*Records provided*.
________

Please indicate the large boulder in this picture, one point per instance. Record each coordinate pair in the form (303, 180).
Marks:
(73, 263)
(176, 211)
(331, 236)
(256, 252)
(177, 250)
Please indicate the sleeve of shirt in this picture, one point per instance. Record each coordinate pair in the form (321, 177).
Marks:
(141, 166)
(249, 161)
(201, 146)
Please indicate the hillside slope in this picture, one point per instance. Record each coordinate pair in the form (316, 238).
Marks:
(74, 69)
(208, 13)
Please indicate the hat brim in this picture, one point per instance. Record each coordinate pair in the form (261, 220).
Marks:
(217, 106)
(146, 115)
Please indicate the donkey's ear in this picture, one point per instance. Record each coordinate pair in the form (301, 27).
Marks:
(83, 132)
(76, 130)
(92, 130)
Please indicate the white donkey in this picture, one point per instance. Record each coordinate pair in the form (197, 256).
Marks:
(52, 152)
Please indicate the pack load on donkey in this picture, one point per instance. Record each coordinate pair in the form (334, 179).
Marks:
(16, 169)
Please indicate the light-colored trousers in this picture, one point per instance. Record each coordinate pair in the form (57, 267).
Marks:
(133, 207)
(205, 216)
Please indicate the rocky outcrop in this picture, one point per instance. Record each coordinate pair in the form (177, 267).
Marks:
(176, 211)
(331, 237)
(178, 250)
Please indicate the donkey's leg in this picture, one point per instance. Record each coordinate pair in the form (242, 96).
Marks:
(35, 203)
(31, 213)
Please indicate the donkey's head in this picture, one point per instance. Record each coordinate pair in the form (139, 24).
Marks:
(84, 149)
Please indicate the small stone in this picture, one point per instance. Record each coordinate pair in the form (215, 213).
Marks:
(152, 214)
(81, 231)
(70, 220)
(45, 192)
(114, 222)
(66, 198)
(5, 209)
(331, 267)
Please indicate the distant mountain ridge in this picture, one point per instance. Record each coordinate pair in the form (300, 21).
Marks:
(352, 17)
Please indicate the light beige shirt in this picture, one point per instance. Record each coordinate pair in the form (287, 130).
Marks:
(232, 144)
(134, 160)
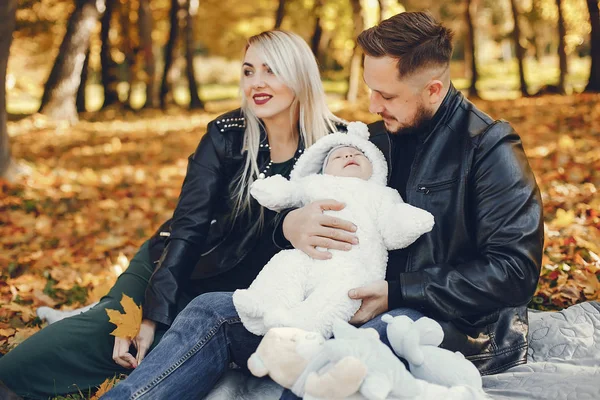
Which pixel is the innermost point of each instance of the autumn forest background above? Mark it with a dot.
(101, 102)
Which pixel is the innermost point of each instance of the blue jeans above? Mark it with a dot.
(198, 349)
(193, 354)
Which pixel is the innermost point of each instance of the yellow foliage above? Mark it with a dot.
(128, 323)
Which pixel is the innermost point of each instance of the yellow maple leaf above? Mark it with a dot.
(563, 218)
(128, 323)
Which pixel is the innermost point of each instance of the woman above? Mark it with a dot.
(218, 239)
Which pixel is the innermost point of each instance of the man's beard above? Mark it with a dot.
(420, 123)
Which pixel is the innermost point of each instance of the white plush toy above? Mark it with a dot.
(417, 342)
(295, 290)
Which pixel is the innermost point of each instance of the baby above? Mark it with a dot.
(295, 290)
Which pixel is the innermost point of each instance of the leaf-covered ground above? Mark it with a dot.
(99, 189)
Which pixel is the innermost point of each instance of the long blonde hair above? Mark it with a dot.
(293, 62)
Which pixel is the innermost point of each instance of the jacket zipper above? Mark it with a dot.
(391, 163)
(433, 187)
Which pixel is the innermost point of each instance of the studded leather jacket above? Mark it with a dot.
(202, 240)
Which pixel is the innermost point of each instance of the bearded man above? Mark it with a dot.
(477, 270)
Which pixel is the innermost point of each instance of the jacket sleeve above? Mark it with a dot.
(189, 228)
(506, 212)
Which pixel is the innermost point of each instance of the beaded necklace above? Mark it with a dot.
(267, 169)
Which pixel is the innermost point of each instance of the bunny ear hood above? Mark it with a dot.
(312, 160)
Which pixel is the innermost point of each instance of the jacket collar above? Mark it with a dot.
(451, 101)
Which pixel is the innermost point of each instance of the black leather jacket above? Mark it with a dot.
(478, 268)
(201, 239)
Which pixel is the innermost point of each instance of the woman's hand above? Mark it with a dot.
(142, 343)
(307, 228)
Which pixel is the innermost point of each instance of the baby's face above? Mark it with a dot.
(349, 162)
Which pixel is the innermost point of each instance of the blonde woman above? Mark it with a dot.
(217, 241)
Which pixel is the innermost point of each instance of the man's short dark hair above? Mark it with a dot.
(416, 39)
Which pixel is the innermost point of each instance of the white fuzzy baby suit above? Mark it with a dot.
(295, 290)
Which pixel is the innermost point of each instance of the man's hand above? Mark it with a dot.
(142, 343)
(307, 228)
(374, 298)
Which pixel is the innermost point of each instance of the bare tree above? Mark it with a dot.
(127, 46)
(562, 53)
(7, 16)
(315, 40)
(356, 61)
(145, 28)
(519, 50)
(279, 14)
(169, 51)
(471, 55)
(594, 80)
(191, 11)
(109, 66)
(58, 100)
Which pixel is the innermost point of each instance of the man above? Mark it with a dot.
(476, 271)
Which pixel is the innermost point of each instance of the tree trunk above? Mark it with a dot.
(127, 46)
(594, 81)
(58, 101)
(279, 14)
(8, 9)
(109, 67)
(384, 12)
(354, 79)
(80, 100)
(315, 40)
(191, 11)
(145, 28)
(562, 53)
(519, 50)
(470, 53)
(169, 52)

________

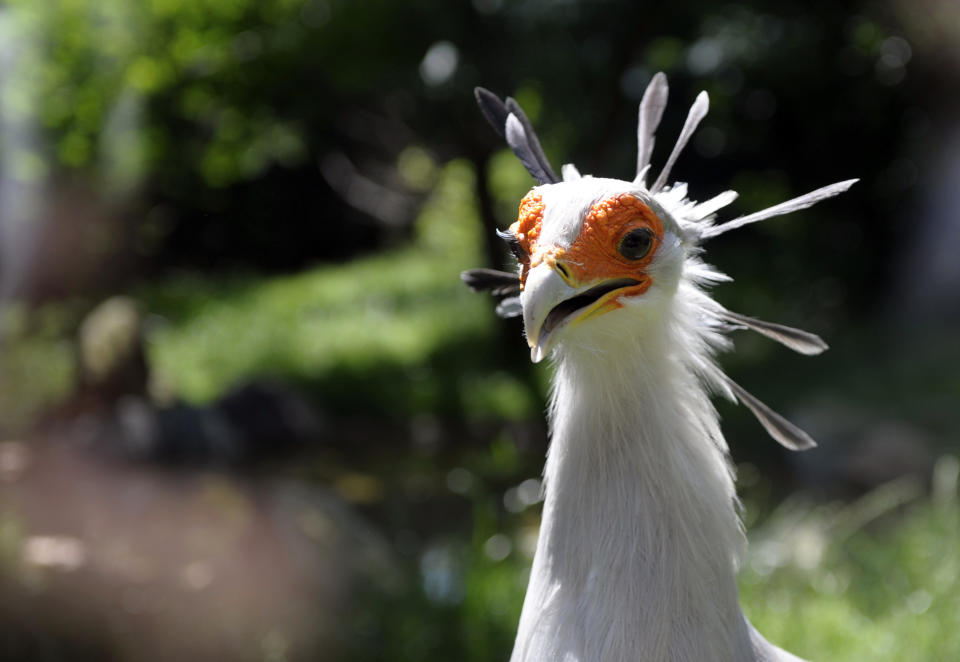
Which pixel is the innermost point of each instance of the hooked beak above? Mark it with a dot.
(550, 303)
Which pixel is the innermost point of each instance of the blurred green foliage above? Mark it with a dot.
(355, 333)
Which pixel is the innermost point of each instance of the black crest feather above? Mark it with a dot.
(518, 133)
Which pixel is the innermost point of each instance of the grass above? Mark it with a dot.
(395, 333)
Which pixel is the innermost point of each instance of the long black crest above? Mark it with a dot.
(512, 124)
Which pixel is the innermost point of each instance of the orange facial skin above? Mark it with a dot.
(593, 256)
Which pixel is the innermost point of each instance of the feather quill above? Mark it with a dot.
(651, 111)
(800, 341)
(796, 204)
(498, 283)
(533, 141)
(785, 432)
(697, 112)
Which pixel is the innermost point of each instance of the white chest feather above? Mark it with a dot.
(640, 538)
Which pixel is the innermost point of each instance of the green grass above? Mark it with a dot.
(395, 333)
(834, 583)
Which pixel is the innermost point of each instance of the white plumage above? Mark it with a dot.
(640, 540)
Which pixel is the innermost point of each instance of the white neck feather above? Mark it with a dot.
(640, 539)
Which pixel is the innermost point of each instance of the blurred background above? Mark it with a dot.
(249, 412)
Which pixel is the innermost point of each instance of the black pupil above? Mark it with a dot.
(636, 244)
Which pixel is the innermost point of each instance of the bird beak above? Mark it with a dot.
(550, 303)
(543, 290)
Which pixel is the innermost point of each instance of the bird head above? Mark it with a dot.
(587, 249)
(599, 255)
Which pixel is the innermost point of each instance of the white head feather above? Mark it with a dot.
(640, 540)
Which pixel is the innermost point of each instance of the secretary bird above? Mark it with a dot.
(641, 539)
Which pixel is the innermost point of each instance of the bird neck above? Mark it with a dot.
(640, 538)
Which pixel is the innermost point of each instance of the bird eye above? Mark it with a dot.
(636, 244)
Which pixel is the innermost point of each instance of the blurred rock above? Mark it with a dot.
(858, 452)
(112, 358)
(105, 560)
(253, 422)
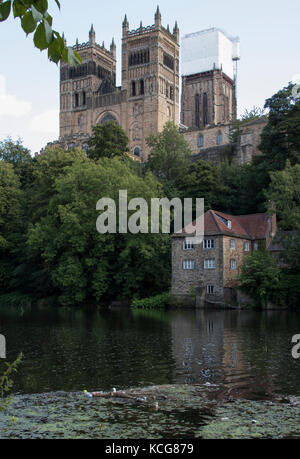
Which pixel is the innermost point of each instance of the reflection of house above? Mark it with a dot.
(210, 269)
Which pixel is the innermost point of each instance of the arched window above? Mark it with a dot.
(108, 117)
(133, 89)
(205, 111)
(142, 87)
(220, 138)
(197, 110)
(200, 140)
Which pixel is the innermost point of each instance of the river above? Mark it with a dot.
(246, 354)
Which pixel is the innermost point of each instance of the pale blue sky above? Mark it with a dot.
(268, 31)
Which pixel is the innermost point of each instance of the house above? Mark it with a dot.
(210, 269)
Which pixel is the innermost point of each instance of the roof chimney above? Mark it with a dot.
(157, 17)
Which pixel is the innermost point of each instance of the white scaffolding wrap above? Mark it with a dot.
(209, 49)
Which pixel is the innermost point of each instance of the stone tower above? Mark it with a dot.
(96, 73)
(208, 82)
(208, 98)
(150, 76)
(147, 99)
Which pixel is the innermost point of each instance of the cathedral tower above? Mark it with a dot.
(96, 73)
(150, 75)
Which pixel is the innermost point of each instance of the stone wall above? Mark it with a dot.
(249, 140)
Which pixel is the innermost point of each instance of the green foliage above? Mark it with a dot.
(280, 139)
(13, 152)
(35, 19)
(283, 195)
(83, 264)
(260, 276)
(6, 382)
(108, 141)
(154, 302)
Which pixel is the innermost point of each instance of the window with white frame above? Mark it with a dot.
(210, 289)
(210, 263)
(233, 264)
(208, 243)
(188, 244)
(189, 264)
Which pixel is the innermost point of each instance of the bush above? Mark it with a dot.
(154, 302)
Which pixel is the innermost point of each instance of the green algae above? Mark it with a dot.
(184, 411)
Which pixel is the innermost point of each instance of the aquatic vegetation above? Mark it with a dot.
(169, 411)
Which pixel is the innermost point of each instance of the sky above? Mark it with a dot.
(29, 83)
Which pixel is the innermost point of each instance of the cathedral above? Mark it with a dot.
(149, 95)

________

*What the task asks*. Only the lines with "donkey" are needed; find them in the records and copy each one.

*Finished task*.
Please indicate the donkey's ear in this picture, one point per instance. Record each coordinate pair in the form (301, 27).
Please indicate the white donkey in this picture, one point per instance. Record each coordinate pair in the form (197, 256).
Please indicate the pack load on donkey in this picture, one point per instance. Record each coordinate pair in the form (334, 179).
Please indicate the donkey's leg in this picture, one point per instance. Record each coordinate pair in the form (242, 96).
Please indicate the donkey's head in this picture, one point per instance. Record each coordinate pair in the form (139, 24).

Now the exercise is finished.